▶ SOURCE DOCUMENT:
- - - - -
It’s going to take nothing short of magic – a very convincing illusion – for George W Bush to now steer the focus away from the corruption in his administration back to his big agenda issues for this term. Perhaps he should enlist David Copperfield to replace Karl Rove.

With the indictments of Scooter Libby and Tom DeLay, the investigation of Bill Frist, the withdrawal of the nomination of Harriet Miers after a massive implosion of the Republican Party’s base, an illegal war that is out of control, a pro-torture Vice President and the absolute inability to even utter one regret over any of it, this is more than just a “culture of corruption”. It’s a culture of lies. Corruption seems like far too gentle a word at this point for what the Bush administration has been perpetuating since it took over the White House.

While the Republicans will try furiously to refocus the American public’s attention back to Bush’s domestic agenda again this week, that same public is still reeling from what congress and the WH have wrought the past few months as a result of that agenda: a bankruptcy bill that will harm millions and protect the credit card companies, pandering to the gun companies by protecting them from lawsuits, cutting back on food stamps, proposing cutbacks to Medicaid and Medicare, the lack of a viable energy policy, the continual mismanagement of hurricane relief efforts, the flip-flop on the Davis-Bacon Act and the ongoing inability to manage the war in Iraq.

This is a failed presidency.

One only had to watch Bush’s statement to the press on Friday about the Libby indictments to see that he had lost that look of steely determination that has been his hallmark as the “war president”. He looked defeated – not defiant. That’s what happens to a man who refuses to allow anything but good news from the lips of his closest advisors to penetrate his daily reality. He has lost control of the message to an extent that we can be sure he never envisioned due to his stubborn insistence that he never makes mistakes.

The only way such a man can move ahead is to continue to deny reality by attempting once again to push his social security “reforms”, his war on terror campaign and his meme that “freedom is on the march” while carrying an approval rating hovering around 40%. It hasn’t worked before and it won’t work now.
- - - - -
▶ ASSIGNMENT 1: In the commentary on the Bush administration, rewrite the passage from "It’s going to" up to and including "replace Karl Rove.", substituting "sorcery" for "magic".
▶ ASSIGNMENT 2: Summarize the commentary on the Bush administration in two sentences.
- - - - -
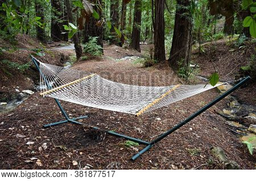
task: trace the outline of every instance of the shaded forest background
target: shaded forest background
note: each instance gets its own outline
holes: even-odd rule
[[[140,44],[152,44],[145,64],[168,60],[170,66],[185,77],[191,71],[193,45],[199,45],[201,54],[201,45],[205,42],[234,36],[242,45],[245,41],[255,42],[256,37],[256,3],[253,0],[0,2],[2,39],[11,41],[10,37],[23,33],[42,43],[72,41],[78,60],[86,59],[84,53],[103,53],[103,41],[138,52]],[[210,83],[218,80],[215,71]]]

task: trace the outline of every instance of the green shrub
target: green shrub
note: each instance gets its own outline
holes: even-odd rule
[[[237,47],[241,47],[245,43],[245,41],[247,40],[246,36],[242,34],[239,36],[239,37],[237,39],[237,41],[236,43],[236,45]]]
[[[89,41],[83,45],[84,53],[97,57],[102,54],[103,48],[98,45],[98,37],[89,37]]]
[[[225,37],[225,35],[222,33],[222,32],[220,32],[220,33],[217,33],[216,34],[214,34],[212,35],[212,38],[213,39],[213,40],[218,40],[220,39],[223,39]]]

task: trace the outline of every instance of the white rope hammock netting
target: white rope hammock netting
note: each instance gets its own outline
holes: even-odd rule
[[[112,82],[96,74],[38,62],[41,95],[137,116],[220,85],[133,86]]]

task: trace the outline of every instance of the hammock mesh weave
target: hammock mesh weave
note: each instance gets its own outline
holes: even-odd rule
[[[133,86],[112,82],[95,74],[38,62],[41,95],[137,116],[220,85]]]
- - - - -
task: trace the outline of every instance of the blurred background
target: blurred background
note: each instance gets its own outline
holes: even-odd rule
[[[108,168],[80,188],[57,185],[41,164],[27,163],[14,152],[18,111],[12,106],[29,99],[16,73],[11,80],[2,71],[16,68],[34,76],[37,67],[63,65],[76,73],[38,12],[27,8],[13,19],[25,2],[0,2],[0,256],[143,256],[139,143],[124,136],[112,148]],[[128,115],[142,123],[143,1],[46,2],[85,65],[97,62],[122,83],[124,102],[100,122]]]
- - - - -
▶ REPLY 1:
It’s going to take nothing short of sorcery – a very convincing illusion – for George W Bush to now steer the focus away from the corruption in his administration back to his big agenda issues for this term. Perhaps he should enlist David Copperfield to replace Karl Rove.

▶ REPLY 2: The commentary argues that after the indictments of Scooter Libby and Tom DeLay, the investigation of Bill Frist, the withdrawn Miers nomination, and an out-of-control war, the Bush administration shows a culture of lies rather than mere corruption. It calls this a failed presidency, citing harmful domestic policies and Bush's defeated look when he spoke about the Libby indictments, and says that pushing his agenda again with an approval rating around 40% won't work.